DATA FOR THIS TASK:

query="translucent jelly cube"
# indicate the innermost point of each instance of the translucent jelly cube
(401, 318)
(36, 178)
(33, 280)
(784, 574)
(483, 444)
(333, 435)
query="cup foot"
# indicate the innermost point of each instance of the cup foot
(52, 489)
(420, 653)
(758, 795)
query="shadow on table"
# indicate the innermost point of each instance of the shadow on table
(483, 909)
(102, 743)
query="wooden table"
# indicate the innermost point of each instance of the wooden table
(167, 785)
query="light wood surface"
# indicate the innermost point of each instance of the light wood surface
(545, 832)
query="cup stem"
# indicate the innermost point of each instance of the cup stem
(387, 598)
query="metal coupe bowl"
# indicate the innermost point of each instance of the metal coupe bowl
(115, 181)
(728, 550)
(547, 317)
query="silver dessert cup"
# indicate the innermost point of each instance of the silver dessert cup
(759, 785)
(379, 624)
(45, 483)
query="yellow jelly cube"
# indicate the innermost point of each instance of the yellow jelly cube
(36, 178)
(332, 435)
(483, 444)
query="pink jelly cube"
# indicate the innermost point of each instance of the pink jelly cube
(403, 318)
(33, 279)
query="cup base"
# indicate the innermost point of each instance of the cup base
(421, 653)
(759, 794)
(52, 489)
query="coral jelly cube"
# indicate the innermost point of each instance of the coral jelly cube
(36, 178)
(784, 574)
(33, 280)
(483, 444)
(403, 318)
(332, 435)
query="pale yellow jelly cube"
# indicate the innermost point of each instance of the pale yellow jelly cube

WHAT IS ASKED: Return the entries above exactly as they appear.

RESPONSE:
query="translucent jelly cube"
# indicate the innermost point of each instance of the translucent jelly cube
(401, 318)
(36, 178)
(33, 280)
(784, 574)
(483, 444)
(333, 435)
query="cup foot"
# indicate the innermost point of each instance of the cup foot
(52, 489)
(420, 653)
(758, 795)
query="shadow on table"
# indicate the innermost point of each instance of the shadow on table
(483, 909)
(102, 743)
query="wooden table"
# indicate the innermost point of each instance of the wooden table
(167, 785)
query="light wood surface"
# indicate the innermost point of each instance of the light wood surface
(545, 832)
query="cup stem"
# indicate the innermost point of each instance of the cup stem
(387, 598)
query="metal coupe bowl"
# indicate the innermost point of each instance of the metal coupe bowl
(115, 181)
(728, 550)
(547, 317)
query="silver dessert cup"
# indicate the innermost point of each instance of the silver dessert cup
(759, 785)
(379, 624)
(45, 483)
query="yellow jelly cube"
# indicate the innermost point of each instance of the yellow jelly cube
(36, 178)
(332, 435)
(483, 444)
query="pink jelly cube"
# indicate the innermost point of each instance of the pink jelly cube
(403, 318)
(33, 279)
query="cup base"
# indicate the innermost point of each instance of the cup base
(421, 653)
(759, 794)
(52, 489)
query="coral jelly cube"
# indicate the innermost point of each instance of the coral jelly cube
(36, 178)
(784, 574)
(33, 280)
(483, 444)
(403, 318)
(332, 435)
query="pale yellow jelly cube"
# indicate the innermost point of each instance of the pale yellow jelly cube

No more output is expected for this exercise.